- _Request_
Reproduce the line that contains "to the light" and every line after it through the end of the records, exactly, with nothing added.

• • • • •

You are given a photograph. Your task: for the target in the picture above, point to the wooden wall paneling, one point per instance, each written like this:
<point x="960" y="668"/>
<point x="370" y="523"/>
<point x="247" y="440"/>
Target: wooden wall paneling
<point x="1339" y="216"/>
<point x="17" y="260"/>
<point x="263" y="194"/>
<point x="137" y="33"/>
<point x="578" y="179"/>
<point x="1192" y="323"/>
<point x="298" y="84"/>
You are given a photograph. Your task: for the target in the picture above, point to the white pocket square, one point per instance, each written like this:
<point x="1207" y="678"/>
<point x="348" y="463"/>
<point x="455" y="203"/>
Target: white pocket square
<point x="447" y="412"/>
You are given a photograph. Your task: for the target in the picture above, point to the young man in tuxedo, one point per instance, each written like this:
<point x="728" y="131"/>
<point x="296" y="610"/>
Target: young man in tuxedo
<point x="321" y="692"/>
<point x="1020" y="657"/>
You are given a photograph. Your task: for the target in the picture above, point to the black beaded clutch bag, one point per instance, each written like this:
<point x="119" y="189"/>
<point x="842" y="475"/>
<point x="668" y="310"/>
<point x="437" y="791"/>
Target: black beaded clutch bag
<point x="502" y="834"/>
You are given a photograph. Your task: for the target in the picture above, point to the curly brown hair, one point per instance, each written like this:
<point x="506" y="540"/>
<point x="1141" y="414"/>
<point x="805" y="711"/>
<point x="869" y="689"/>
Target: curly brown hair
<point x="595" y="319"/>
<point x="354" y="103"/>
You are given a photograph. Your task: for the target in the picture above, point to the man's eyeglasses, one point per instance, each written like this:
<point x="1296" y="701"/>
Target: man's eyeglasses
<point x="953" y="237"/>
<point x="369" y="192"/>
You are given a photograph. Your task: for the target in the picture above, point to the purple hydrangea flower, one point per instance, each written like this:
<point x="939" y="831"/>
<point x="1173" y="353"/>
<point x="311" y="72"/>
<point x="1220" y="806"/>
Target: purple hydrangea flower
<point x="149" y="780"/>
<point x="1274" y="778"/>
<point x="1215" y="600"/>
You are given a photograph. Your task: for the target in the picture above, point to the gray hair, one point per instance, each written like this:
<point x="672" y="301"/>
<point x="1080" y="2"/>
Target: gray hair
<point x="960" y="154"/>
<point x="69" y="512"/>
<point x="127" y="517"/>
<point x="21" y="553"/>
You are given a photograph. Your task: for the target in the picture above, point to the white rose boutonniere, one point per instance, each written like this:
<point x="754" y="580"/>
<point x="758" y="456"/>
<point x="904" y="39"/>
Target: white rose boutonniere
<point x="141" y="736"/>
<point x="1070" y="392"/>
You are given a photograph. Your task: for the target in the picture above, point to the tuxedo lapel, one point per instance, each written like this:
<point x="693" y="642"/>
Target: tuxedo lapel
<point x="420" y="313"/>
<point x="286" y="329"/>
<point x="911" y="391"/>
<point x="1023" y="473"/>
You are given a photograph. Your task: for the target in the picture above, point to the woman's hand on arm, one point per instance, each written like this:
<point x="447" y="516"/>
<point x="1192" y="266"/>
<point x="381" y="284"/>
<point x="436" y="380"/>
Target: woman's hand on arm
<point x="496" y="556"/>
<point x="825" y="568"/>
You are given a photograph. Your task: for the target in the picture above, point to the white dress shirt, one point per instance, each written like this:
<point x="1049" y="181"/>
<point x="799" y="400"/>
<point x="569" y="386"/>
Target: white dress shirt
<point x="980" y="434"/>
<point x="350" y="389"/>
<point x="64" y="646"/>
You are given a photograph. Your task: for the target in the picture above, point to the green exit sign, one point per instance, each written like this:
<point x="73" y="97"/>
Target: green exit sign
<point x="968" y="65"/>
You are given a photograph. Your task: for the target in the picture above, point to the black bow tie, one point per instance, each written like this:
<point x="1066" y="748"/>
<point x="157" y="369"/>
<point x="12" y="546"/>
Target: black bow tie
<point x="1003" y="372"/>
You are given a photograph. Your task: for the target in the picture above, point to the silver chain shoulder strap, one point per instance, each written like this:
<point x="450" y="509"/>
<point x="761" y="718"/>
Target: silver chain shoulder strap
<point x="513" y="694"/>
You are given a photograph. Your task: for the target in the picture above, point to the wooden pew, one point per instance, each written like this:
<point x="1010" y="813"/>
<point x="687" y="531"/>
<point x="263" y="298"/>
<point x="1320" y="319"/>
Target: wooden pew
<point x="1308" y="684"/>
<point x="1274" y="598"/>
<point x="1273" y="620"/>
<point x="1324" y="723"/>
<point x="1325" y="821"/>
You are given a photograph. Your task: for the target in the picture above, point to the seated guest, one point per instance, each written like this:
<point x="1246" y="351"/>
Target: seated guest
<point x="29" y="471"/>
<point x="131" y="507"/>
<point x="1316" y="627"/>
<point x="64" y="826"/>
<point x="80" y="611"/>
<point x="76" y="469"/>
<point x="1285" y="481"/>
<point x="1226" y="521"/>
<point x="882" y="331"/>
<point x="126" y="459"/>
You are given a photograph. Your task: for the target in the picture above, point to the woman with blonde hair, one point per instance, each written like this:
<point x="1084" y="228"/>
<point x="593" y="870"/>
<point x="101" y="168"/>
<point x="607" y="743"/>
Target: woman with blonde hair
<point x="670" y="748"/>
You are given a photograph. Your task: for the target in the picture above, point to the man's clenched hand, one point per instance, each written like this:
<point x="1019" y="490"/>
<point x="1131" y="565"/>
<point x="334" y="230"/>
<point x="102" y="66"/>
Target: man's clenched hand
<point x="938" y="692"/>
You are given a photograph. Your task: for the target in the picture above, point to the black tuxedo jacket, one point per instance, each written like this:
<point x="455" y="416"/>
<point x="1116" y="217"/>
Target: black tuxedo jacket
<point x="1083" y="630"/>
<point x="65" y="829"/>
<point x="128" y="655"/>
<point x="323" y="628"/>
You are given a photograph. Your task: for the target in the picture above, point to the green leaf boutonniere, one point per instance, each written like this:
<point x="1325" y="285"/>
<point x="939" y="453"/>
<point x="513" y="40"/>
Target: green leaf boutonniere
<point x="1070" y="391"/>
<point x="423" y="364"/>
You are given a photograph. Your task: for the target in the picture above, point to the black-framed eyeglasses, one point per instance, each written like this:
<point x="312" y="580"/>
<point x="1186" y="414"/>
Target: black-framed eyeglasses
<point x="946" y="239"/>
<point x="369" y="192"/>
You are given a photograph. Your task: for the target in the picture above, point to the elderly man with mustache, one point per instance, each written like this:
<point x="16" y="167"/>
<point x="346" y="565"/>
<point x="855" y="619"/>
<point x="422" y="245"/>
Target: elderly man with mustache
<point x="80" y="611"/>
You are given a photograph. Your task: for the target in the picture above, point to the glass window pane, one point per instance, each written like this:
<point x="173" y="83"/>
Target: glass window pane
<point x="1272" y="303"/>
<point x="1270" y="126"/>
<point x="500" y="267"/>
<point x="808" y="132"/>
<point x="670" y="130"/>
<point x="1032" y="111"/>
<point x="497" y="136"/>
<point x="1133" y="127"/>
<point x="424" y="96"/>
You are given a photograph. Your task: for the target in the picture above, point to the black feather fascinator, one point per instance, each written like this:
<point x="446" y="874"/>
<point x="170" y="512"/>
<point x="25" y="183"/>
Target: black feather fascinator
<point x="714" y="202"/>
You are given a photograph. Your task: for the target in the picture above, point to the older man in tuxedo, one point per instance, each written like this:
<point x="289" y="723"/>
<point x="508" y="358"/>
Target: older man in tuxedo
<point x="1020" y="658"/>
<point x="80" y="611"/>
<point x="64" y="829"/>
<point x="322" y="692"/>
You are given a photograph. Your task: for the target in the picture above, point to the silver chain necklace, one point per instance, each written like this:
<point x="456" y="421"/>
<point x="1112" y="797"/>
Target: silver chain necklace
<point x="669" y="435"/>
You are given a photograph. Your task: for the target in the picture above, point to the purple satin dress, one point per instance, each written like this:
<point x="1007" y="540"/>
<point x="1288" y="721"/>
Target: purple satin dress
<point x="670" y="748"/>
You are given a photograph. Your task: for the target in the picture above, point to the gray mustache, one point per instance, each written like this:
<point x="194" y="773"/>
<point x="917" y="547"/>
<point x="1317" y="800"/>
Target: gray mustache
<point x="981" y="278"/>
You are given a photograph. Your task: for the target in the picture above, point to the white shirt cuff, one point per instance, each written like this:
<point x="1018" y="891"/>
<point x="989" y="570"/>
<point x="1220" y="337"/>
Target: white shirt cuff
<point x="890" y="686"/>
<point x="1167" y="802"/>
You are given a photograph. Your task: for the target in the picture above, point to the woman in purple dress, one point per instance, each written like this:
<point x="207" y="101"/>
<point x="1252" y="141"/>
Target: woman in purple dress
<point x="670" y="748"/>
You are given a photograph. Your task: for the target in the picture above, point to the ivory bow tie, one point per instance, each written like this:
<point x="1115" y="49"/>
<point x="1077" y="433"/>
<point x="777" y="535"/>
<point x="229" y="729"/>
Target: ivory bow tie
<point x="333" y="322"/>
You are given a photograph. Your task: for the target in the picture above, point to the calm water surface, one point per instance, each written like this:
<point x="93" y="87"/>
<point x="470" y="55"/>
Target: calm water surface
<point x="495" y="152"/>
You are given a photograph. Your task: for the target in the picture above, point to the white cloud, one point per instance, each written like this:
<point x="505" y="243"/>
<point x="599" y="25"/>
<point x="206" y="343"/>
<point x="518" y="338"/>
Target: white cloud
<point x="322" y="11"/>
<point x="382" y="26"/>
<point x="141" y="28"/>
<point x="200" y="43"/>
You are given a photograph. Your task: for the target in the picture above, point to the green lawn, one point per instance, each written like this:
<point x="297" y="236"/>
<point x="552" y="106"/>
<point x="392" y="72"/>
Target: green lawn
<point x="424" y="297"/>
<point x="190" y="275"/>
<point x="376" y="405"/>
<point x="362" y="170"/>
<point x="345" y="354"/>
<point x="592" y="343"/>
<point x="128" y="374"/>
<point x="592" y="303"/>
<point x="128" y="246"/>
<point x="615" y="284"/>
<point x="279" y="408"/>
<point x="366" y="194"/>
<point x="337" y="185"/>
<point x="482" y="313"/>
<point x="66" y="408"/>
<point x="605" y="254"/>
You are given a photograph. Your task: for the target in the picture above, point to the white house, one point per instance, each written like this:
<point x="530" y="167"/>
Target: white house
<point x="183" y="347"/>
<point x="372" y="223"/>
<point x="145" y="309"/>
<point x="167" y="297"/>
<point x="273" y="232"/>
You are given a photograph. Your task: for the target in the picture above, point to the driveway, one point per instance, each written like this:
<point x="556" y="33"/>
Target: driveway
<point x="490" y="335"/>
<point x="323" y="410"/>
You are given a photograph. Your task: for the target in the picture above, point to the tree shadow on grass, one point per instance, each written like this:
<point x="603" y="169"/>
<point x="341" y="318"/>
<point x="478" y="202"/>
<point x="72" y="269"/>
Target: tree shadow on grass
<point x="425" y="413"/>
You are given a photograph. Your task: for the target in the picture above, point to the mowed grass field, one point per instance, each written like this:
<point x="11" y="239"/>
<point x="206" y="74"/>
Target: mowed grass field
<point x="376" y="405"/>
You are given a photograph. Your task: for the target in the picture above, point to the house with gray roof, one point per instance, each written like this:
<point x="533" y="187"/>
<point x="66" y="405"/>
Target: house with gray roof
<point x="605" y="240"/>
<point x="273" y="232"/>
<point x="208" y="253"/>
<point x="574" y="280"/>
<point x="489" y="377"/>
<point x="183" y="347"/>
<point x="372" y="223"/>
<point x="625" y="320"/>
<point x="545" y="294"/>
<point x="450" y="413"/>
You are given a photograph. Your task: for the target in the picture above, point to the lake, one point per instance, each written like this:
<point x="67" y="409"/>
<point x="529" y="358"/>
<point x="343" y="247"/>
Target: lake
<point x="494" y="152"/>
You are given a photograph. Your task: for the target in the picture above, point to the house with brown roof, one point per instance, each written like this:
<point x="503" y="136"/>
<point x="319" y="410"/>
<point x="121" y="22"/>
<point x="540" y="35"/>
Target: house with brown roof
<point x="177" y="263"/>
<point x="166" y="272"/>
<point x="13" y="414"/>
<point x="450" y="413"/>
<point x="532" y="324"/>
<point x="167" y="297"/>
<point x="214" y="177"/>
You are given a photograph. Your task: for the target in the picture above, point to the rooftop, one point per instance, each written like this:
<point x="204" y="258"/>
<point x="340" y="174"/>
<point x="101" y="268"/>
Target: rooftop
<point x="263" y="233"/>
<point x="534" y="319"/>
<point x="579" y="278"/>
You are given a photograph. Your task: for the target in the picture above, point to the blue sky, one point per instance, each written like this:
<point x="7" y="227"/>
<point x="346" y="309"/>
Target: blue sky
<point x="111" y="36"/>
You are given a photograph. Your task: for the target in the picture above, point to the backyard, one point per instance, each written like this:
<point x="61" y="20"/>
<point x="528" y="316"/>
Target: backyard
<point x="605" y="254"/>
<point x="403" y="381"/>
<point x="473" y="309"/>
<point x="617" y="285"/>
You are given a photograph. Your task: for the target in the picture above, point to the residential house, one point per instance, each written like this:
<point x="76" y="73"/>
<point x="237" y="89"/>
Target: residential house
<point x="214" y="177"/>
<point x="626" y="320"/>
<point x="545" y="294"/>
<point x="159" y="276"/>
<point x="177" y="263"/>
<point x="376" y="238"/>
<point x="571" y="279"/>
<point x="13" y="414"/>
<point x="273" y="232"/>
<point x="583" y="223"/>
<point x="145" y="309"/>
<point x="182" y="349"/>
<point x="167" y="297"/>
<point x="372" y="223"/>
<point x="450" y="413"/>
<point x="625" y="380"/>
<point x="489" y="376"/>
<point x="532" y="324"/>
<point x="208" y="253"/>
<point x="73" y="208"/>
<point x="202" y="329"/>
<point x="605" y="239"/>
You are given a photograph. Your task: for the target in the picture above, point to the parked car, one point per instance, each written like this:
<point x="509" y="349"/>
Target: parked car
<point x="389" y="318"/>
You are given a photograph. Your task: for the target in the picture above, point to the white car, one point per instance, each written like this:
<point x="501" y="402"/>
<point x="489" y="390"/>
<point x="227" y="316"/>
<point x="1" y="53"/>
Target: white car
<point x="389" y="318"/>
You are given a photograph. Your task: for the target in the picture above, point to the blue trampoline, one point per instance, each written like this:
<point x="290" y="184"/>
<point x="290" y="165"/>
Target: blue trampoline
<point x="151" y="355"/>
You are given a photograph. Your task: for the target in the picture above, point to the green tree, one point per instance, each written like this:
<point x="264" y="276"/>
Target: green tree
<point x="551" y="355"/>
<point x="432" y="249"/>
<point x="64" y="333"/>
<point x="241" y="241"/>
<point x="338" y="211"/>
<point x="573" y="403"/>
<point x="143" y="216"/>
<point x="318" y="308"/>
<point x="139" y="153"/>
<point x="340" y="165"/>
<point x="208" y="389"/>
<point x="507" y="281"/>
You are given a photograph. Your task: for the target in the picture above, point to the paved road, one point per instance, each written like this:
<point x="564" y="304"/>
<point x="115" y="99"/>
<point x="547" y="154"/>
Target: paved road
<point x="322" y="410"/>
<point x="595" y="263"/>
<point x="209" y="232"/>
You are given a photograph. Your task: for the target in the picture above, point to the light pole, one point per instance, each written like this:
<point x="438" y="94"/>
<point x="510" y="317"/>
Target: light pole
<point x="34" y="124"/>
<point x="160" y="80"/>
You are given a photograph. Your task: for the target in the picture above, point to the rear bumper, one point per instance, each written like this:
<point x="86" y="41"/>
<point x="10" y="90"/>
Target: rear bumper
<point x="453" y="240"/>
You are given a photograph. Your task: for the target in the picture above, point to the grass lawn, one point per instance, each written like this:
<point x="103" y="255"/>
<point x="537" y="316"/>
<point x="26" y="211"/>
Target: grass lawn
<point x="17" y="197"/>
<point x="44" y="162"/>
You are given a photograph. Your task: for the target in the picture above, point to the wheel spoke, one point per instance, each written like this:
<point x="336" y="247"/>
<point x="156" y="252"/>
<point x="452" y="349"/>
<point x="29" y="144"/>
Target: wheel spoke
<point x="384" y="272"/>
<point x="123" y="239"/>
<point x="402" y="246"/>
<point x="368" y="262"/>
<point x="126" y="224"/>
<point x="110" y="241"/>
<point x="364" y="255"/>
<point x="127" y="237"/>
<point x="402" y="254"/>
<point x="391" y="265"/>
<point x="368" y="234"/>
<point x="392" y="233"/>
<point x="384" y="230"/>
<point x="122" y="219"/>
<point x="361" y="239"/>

• • • • •

- _Written response_
You are given a photograph. Your task: for the target in the picture above, point to the light pole, one point per instance, each written like this:
<point x="438" y="94"/>
<point x="510" y="317"/>
Target: light pole
<point x="34" y="124"/>
<point x="160" y="80"/>
You are given a photograph. Your task: for the target in the picture above, point to the rear bumper, one point per instance, each written like this:
<point x="86" y="41"/>
<point x="10" y="90"/>
Target: rear bumper
<point x="453" y="240"/>
You are given a photograph. Your task: for the target in the picture above, point to the grass lawn, one point per instance, each written like this:
<point x="103" y="255"/>
<point x="537" y="316"/>
<point x="26" y="211"/>
Target: grass lawn
<point x="17" y="197"/>
<point x="44" y="162"/>
You are given a photograph. Your task: for the target in the picture above, point to the wheel spoke, one point per instance, each written like this:
<point x="336" y="247"/>
<point x="156" y="252"/>
<point x="452" y="349"/>
<point x="29" y="144"/>
Target: wheel spoke
<point x="384" y="272"/>
<point x="123" y="239"/>
<point x="402" y="246"/>
<point x="368" y="262"/>
<point x="126" y="224"/>
<point x="110" y="241"/>
<point x="364" y="255"/>
<point x="127" y="237"/>
<point x="402" y="254"/>
<point x="391" y="265"/>
<point x="368" y="234"/>
<point x="392" y="233"/>
<point x="384" y="230"/>
<point x="122" y="219"/>
<point x="361" y="239"/>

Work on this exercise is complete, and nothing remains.